### Problem set
- a) In the passage on MuRF1 and muscle atrophy, which two proteolytic systems are named as the main ones involved?
- b) Name every disease the passage on MuRF1 and muscle atrophy gives as having a catabolic state that leads to muscle wasting.
- c) Carry on the passage on MuRF1 and muscle atrophy from its last sentence.

### Quoted passage
:::

MuRF1 invalidation protects skeletal muscles from atrophy but alters liver metabolism
Résumé
A feature of several diseases (cancer, sepsis, heart failure, kidney diseases…) is a catabolic state leading to muscle wasting, and consequently muscle weakness. The main function of skeletal muscle is to provide power and strength for locomotion and posture. However, skeletal muscles being the only reservoir of amino acids (AAs) in the body, muscle proteins can be degraded during chronic diseases to furnish AAs to the other organs (mainly viscera) [1]. However, an uncontrolled and sustained muscle wasting impairs movement, decreases autonomy, but also induces detrimental metabolic alterations to other organs and increases morbidity. In the whole, these disorders lead to patient frailty and impair the efficacy of treatments (e.g. chemotherapy).
Proteolysis activation for rapid degradation of contractile proteins is the main cause of muscle atrophy, the ubiquitin proteasome system (UPS) and autophagy being the main proteolytic systems involved. The UPS muscle-specific ring finger-1 (MuRF1) E3 ligase is so far the only known E3 ligase able to target the contractile proteins (actin, myosins, etc.) for their degradation [2]. Inhibiting MuRF1 is thus a potential strategy for sparing muscle mass in patients suffering from chronic diseases. One can consider that maintaining muscle protein mass by using strong inhibitors of MuRF1 (although this kind of inhibitors are not available yet) may compromise AA availability to other organs, thus impairing functions such as liver gluconeogenesis and production of inflammatory proteins.

:::

### Records
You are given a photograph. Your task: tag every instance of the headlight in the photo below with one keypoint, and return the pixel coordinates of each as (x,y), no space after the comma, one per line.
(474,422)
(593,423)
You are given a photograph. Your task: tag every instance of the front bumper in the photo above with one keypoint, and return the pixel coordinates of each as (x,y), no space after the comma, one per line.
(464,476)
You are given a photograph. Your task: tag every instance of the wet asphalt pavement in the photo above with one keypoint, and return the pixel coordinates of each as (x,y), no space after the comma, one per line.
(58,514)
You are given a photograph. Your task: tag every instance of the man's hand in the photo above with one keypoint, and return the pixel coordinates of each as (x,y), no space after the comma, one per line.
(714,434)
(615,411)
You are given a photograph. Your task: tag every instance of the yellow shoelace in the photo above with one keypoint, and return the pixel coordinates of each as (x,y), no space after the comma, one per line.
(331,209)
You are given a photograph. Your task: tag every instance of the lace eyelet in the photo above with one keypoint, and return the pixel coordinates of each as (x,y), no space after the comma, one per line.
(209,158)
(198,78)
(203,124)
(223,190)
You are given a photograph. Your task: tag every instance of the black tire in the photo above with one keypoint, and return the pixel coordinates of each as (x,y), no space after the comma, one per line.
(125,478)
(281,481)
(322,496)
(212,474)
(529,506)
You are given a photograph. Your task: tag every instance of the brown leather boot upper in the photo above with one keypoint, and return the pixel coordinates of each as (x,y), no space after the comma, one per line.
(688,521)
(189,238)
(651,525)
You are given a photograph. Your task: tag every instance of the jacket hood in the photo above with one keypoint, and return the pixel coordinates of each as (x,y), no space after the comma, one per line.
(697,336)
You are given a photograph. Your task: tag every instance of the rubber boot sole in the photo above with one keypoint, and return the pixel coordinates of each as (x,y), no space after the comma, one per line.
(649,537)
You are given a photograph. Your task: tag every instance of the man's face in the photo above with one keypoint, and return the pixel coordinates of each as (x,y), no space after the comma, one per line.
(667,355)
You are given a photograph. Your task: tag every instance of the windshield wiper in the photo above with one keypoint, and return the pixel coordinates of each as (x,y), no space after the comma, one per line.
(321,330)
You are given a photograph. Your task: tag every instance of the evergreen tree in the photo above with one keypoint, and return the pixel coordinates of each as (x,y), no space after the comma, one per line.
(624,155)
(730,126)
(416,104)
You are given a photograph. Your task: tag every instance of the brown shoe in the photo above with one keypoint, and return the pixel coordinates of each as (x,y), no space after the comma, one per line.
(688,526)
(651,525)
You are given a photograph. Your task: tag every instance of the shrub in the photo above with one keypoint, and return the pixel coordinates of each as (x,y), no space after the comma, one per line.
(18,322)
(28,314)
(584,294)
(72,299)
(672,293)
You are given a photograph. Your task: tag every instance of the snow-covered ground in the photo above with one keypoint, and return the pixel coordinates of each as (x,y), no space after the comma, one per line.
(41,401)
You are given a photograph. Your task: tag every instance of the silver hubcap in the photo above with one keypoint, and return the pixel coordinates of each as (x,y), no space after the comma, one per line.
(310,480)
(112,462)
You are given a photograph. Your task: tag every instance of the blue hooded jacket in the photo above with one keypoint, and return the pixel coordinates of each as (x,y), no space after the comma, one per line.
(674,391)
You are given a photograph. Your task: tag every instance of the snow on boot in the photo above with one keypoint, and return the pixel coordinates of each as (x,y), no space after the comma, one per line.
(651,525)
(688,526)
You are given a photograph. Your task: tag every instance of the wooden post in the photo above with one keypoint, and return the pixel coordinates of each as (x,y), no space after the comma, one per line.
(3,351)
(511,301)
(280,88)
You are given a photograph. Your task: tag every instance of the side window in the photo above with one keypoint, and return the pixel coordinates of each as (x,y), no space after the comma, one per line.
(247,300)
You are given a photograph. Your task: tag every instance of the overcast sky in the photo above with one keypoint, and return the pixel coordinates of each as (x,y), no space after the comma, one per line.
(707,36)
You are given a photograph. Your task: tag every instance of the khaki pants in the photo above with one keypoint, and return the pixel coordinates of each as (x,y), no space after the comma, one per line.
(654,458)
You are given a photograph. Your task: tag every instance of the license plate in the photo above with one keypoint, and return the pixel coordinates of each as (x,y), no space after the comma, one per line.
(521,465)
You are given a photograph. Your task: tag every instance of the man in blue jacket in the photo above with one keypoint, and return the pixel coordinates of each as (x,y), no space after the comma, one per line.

:::

### Answers to the tasks
- a) The ubiquitin proteasome system (UPS) and autophagy.

- b) Cancer, sepsis, heart failure, kidney diseases

- c)
To address this hypothesis, we used MuRF1-KO mice that mimic total inhibition of this E3 ligase. Mice were subjected to dexamethasone treatment (Dex), which is known to drastically increase both gluconeogenesis and protein synthesis in the liver, while it induces UPS-dependent muscle atrophy through increased MuRF1 expression. We found that while muscle mass was spared in MuRF1-KO mice, both glycogen and lipids dramatically accumulated in the liver compared to WT Dex-treated mice. Using Fourier Transform Infrared (FTIR) spectrometry, we also found profound alterations of lipid, carbohydrates and protein content in Dex-treated liver from MuRF1-KO mice. Finally, we observed an altered profile of mTOR kinase targets in the livers of MuRF1-KO mice, suggesting a depressed protein synthesis in Dex-treated KO mice when compared to WT animals. Altogether, this suggests that altering MuRF1 levels for preserving muscle mass should take into account potential side effects on other organs.